### What is being asked
Each record below should appear again exactly as written.

### Data supplied
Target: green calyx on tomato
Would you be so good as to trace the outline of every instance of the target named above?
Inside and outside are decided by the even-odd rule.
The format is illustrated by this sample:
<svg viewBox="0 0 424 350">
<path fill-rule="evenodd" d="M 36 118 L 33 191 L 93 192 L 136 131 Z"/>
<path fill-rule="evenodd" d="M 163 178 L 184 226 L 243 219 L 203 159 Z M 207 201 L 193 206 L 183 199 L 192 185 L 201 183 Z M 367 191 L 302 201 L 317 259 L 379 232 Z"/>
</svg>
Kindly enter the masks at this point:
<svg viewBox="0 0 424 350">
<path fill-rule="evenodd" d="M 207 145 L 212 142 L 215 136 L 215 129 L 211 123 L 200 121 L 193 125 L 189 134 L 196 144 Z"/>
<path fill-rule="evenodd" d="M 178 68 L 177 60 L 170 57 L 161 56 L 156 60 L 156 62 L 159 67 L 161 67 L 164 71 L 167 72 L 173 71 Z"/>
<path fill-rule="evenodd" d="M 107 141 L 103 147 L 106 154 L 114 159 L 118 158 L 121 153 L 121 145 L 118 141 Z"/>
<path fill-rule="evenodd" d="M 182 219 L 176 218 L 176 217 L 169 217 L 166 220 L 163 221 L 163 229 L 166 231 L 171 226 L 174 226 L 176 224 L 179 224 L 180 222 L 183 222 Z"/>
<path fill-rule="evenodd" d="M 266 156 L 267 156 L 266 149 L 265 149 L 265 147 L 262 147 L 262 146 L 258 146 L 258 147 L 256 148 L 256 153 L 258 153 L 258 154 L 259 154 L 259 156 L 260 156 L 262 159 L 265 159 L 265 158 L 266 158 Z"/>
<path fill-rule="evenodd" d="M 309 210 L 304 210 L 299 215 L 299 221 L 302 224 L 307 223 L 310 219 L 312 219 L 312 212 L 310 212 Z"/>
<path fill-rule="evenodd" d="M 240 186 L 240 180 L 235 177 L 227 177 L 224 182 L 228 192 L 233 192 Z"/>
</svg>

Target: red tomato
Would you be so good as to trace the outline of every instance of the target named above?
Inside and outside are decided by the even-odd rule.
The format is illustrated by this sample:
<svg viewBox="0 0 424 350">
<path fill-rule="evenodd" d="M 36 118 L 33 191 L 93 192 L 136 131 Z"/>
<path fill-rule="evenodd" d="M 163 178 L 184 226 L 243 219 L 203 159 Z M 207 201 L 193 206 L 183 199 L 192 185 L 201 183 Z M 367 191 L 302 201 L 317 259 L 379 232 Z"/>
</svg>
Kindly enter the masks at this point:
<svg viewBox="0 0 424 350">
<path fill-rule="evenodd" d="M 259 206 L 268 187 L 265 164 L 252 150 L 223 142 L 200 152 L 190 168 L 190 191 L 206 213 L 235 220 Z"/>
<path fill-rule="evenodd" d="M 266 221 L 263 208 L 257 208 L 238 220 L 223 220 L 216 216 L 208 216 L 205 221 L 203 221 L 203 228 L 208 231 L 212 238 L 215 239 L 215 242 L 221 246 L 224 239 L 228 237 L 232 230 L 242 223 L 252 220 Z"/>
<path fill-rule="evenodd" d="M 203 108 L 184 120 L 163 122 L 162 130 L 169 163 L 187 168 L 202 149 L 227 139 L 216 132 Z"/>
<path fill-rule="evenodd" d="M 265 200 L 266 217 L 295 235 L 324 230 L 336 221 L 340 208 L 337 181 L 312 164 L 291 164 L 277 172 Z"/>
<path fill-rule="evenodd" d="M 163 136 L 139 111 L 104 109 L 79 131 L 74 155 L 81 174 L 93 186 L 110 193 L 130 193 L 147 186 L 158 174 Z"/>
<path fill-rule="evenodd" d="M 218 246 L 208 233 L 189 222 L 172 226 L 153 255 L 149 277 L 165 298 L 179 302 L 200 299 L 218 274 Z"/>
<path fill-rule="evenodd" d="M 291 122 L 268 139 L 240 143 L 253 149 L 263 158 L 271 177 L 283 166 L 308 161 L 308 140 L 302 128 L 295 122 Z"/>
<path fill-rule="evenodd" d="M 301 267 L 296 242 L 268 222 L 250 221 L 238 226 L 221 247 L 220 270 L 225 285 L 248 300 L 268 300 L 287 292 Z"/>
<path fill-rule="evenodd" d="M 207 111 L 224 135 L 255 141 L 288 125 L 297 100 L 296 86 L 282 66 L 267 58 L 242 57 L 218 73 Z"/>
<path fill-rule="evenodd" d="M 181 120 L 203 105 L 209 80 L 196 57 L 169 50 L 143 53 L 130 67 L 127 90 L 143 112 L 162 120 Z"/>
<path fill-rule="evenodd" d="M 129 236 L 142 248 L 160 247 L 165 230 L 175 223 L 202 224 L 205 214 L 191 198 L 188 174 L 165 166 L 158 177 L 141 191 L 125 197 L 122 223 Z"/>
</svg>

### Solution for this problem
Target: green calyx on tomato
Would you be so good as to trace the outline of every instance of the target named above?
Inside and outside are decided by the even-odd rule.
The format is illustrated by this sample:
<svg viewBox="0 0 424 350">
<path fill-rule="evenodd" d="M 36 118 L 33 191 L 93 192 L 136 131 Z"/>
<path fill-rule="evenodd" d="M 163 178 L 184 226 L 243 219 L 203 159 Z M 207 201 L 193 206 L 183 199 L 192 185 L 201 183 Z M 367 191 L 302 201 L 317 259 L 379 232 Z"/>
</svg>
Kindly enter the masks at this point:
<svg viewBox="0 0 424 350">
<path fill-rule="evenodd" d="M 207 145 L 212 142 L 215 136 L 215 129 L 211 123 L 200 121 L 193 125 L 189 134 L 196 144 Z"/>
<path fill-rule="evenodd" d="M 178 68 L 177 60 L 170 57 L 161 56 L 156 60 L 156 62 L 159 67 L 161 67 L 164 71 L 167 72 L 173 71 Z"/>
<path fill-rule="evenodd" d="M 107 141 L 103 147 L 106 154 L 114 159 L 118 158 L 121 153 L 121 145 L 118 141 Z"/>
<path fill-rule="evenodd" d="M 182 219 L 176 218 L 176 217 L 169 217 L 166 220 L 163 221 L 163 229 L 166 231 L 171 226 L 174 226 L 176 224 L 179 224 L 180 222 L 183 222 Z"/>
<path fill-rule="evenodd" d="M 266 156 L 267 156 L 266 149 L 265 149 L 265 147 L 262 147 L 262 146 L 258 146 L 258 147 L 256 148 L 256 153 L 258 153 L 258 154 L 259 154 L 259 156 L 260 156 L 262 159 L 265 159 L 265 158 L 266 158 Z"/>
<path fill-rule="evenodd" d="M 309 210 L 304 210 L 299 215 L 299 221 L 302 224 L 307 223 L 310 219 L 312 219 L 312 212 L 310 212 Z"/>
<path fill-rule="evenodd" d="M 240 186 L 240 180 L 235 177 L 227 177 L 224 182 L 228 192 L 233 192 Z"/>
</svg>

Target: red tomato
Would you be so good as to trace the outline of every instance of the target named above?
Inside and outside are decided by the even-odd rule.
The format is illustrated by this sample:
<svg viewBox="0 0 424 350">
<path fill-rule="evenodd" d="M 36 118 L 33 191 L 93 192 L 136 131 Z"/>
<path fill-rule="evenodd" d="M 163 178 L 184 226 L 243 219 L 203 159 Z M 207 201 L 193 206 L 183 199 L 192 185 L 201 183 Z M 367 191 L 302 201 L 317 259 L 379 232 Z"/>
</svg>
Kindly enter the masks at this point:
<svg viewBox="0 0 424 350">
<path fill-rule="evenodd" d="M 259 206 L 268 187 L 265 164 L 252 150 L 223 142 L 200 152 L 190 168 L 190 191 L 206 213 L 235 220 Z"/>
<path fill-rule="evenodd" d="M 266 221 L 263 208 L 257 208 L 238 220 L 223 220 L 216 216 L 208 216 L 205 221 L 203 221 L 203 228 L 208 231 L 212 238 L 215 239 L 215 242 L 221 246 L 224 239 L 228 237 L 232 230 L 242 223 L 252 220 Z"/>
<path fill-rule="evenodd" d="M 203 108 L 184 120 L 163 122 L 162 130 L 169 163 L 187 168 L 202 149 L 227 139 L 216 132 Z"/>
<path fill-rule="evenodd" d="M 265 200 L 266 217 L 295 235 L 324 230 L 336 221 L 340 208 L 337 181 L 312 164 L 291 164 L 277 172 Z"/>
<path fill-rule="evenodd" d="M 163 136 L 139 111 L 104 109 L 79 131 L 74 155 L 81 174 L 93 186 L 110 193 L 130 193 L 147 186 L 158 174 Z"/>
<path fill-rule="evenodd" d="M 218 246 L 208 233 L 189 222 L 172 226 L 153 255 L 149 277 L 165 298 L 179 302 L 200 299 L 218 274 Z"/>
<path fill-rule="evenodd" d="M 291 122 L 268 139 L 240 143 L 253 149 L 263 158 L 271 177 L 283 166 L 308 161 L 308 140 L 302 128 L 295 122 Z"/>
<path fill-rule="evenodd" d="M 301 267 L 296 242 L 268 222 L 250 221 L 238 226 L 221 247 L 220 270 L 225 285 L 248 300 L 268 300 L 287 292 Z"/>
<path fill-rule="evenodd" d="M 207 111 L 224 135 L 255 141 L 288 125 L 297 100 L 296 86 L 282 66 L 267 58 L 242 57 L 218 73 Z"/>
<path fill-rule="evenodd" d="M 181 120 L 203 105 L 209 80 L 196 57 L 169 50 L 143 53 L 130 67 L 127 90 L 143 112 L 162 120 Z"/>
<path fill-rule="evenodd" d="M 129 236 L 142 248 L 160 247 L 165 230 L 175 223 L 202 224 L 205 214 L 191 198 L 188 174 L 165 166 L 158 177 L 141 191 L 125 197 L 122 223 Z"/>
</svg>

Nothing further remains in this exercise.